Cinquième dimanche du temps ordinaire / année B

 


5ème dimanche du TO / B

4/02/2024

Marc 1, 29-39

Dès les premières pages de son Evangile Marc nous présente en quelque sorte une journée type du ministère de Jésus en Galilée. Ce qui nous frappe d’emblée c’est l’emploi du temps plus que chargé du Seigneur… Le temps réservé au repos et au sommeil semble réduit au strict minimum… Les indications temporelles sont claires :

Le soir venu, après le coucher du soleil… Le lendemain, Jésus se leva, bien avant l’aube…

Il ressort de cette page évangélique que Jésus était entièrement donné aux hommes et à son Père. On peut se demander pourquoi l’Eglise nous propose en première lecture ce passage du livre de Job :

Vraiment, la vie de l’homme sur la terre est une corvée, il fait des journées de manœuvre. Comme l’esclave qui désire un peu d’ombre, comme le manœuvre qui attend sa paye, depuis des mois je n’ai en partage que le néant, je ne compte que des nuits de souffrance.

Cette vision négative de notre vie sur terre n’est pas réservée à Job, icône de la souffrance physique et morale. L’auteur du livre de l’Ecclésiaste qui se présente à nous comme puissant, riche et comblé partage pourtant avec Job la même vision :

Oui, je déteste la vie ; je trouve mauvais ce qui se fait sous le soleil : tout n’est que vanité et poursuite de vent. Je déteste tout ce travail que j’accomplis sous le soleil et que je vais laisser à mon successeur.

- [Votre tâche]: Recopiez mot pour mot le passage de l'homélie qui commence par "Dès les premières" et va jusqu'à "nuits de souffrance.".

- [Liste]:

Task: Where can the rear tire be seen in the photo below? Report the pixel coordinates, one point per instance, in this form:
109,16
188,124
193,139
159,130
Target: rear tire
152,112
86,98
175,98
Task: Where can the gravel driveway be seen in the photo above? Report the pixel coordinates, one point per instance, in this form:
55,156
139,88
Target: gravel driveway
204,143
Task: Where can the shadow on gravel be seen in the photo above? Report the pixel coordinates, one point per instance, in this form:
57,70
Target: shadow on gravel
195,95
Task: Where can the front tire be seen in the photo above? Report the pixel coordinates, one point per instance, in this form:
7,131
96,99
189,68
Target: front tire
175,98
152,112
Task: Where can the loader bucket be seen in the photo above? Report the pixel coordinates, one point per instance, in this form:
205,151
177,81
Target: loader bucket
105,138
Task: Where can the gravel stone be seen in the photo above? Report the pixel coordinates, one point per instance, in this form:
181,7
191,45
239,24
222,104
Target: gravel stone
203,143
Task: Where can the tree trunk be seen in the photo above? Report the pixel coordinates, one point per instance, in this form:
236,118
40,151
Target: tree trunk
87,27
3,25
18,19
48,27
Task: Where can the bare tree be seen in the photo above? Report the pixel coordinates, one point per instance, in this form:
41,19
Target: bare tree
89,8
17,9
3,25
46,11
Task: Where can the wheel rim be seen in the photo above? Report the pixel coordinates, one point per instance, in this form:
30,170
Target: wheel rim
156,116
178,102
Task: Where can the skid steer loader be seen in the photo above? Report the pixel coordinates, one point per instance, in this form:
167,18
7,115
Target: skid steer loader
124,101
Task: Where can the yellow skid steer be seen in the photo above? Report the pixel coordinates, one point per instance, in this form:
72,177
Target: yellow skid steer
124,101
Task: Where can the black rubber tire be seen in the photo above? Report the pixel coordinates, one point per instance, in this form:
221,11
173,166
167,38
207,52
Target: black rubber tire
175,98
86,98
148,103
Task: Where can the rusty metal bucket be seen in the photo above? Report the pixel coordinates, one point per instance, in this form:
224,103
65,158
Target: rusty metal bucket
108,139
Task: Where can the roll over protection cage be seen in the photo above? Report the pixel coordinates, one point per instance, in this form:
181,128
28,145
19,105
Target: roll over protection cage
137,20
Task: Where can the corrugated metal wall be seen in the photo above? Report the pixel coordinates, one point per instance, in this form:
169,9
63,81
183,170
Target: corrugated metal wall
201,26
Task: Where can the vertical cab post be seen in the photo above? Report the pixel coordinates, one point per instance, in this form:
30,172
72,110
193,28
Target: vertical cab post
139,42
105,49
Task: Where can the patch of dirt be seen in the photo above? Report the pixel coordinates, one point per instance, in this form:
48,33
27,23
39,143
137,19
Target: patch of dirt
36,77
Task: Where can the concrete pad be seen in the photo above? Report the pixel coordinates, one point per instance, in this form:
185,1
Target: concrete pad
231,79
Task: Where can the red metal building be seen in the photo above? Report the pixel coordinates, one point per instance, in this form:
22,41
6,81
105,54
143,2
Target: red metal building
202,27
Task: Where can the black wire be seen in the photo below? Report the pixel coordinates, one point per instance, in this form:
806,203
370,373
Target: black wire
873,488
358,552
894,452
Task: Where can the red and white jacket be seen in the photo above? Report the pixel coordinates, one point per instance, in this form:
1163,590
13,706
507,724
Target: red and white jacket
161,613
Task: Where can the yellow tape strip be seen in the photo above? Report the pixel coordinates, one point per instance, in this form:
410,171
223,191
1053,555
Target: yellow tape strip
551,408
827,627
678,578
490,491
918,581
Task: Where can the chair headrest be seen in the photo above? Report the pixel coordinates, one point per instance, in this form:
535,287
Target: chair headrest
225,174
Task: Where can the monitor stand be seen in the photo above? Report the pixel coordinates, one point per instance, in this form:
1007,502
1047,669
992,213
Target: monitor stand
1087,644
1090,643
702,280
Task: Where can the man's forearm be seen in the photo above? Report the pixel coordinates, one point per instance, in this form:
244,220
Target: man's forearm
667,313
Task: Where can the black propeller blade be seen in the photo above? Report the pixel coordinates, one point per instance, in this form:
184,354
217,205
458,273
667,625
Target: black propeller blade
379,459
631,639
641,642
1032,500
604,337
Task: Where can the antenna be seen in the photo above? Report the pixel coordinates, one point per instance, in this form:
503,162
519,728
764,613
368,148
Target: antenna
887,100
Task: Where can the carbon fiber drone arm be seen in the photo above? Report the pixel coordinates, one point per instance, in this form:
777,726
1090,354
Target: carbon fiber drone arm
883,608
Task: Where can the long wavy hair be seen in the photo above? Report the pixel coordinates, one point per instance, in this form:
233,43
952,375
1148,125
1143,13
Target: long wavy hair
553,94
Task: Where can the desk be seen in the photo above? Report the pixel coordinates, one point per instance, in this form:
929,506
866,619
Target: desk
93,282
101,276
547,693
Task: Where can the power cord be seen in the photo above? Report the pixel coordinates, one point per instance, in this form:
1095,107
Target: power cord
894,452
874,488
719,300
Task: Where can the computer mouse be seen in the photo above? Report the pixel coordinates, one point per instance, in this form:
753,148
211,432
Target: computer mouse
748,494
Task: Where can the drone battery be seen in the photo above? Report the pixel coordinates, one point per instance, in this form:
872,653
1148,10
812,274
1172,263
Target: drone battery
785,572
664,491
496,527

- [Réponse]:
Dès les premières pages de son Evangile Marc nous présente en quelque sorte une journée type du ministère de Jésus en Galilée. Ce qui nous frappe d’emblée c’est l’emploi du temps plus que chargé du Seigneur… Le temps réservé au repos et au sommeil semble réduit au strict minimum… Les indications temporelles sont claires :

Le soir venu, après le coucher du soleil… Le lendemain, Jésus se leva, bien avant l’aube…

Il ressort de cette page évangélique que Jésus était entièrement donné aux hommes et à son Père. On peut se demander pourquoi l’Eglise nous propose en première lecture ce passage du livre de Job :

Vraiment, la vie de l’homme sur la terre est une corvée, il fait des journées de manœuvre. Comme l’esclave qui désire un peu d’ombre, comme le manœuvre qui attend sa paye, depuis des mois je n’ai en partage que le néant, je ne compte que des nuits de souffrance.